EXTRACT PROVIDED:

§

Inverness Castle sits on a cliff overlooking the River Ness, in Inverness, Scotland. The red sand stone structure evident today was built in 1836 by architect William Burn. It is built on the site of an 11th century defensive structure. Today, it houses Inverness Sheriff Court. There has been a castle at this site for many centuries.
A succession of castles has stood on this site since 1057.
The castle is said to have been built by Máel Coluim III of Scotland, after he had razed to the ground the castle in which Macbeth of Scotland according to much later tradition, murdered Máel Coluim's father Donnchad I of Scotland, and which stood on a hill around 1 km to the north-east.
The first Inverness Castle was partially destroyed by King Robert I of Scotland and a replacement castle was sacked in the 15th century.
In 1427 King James I of Scotland held a parliament in the castle to which the northern chieftains were summoned, of whom three were executed for asserting an independent sovereignty.
In 1548 another castle with tower was completed by George Gordon, 4th Earl of Huntly (1514-1562). He was constable of the castle until 1562. The castle was later taken by the Clan Munro and Clan Fraser who supported Mary Queen of Scots in 1562.
Inverness Castle 1562, Robert Mor Munro, 15th Baron of Foulis, chief of the Clan Munro was a staunch supporter and faithful friend of Mary Queen of Scots and he consequently was treated favourably by her son James VI. George Buchanan states, that when the unfortunate princess went to Inverness in 1562 and found the gates of the castle shut against her; "as soon as they heard of their sovereign's danger, a great number of the most eminent Scots poured in around her, especially the Frasers and Munros, who were esteemed the most valiant of the clans inhabiting those countries in the north". These two clans took Inverness Castle for the Queen, which had refused her admission. The Queen later hanged the governor, a Gordon who had refused her admission.
George Buchanan's original writings state:
Audito Principis periculo magna Priscorun Scotorum multitudo partim excita partim sua spoute afferit, imprimis Fraserie et Munoroii hominum fortissimorum in illis gentibus familiae.

§

WORK INSTRUCTIONS:
a) In the Inverness Castle text, which architect built the red sandstone structure in 1836?
b) Return the section of the Inverness Castle text from "In 1427 King" up to and including "an independent sovereignty.".
Rely on nothing but the Inverness Castle text.

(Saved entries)
§

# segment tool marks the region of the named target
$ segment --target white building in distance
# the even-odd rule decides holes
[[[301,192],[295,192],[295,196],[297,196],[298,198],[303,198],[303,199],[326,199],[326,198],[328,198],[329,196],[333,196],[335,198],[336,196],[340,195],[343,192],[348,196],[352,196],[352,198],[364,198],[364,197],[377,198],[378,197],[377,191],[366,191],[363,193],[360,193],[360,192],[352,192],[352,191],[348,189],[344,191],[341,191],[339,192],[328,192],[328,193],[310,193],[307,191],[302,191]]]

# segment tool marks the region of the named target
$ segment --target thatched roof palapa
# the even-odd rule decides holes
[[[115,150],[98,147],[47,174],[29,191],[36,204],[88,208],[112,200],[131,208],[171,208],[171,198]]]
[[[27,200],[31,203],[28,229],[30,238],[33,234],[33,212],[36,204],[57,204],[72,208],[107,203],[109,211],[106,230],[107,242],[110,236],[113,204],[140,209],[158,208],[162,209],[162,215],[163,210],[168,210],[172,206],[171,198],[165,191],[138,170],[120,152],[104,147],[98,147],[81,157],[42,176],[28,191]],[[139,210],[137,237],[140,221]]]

§

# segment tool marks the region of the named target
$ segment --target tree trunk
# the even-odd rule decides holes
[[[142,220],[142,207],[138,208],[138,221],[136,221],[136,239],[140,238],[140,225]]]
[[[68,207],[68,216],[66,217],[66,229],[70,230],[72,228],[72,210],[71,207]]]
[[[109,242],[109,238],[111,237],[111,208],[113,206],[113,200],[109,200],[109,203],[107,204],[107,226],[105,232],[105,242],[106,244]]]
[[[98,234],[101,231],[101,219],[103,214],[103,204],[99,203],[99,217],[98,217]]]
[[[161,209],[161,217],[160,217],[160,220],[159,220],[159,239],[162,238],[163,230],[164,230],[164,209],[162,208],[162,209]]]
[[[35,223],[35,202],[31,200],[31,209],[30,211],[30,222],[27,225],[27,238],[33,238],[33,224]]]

§

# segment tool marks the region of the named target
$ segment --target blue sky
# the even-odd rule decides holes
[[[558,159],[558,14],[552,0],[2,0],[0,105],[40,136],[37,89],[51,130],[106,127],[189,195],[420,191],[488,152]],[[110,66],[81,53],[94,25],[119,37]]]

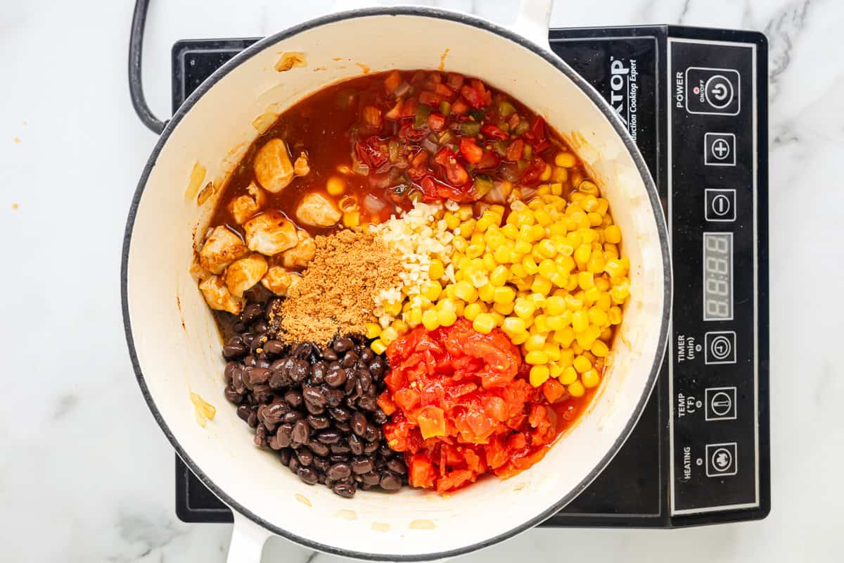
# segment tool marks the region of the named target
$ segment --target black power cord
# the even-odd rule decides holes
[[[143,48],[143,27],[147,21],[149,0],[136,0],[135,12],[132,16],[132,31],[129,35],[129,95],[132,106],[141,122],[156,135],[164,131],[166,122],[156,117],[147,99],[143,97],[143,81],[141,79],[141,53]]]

§

YOUR RESPONSES:
a) William Burn

b)
In 1427 King James I of Scotland held a parliament in the castle to which the northern chieftains were summoned, of whom three were executed for asserting an independent sovereignty.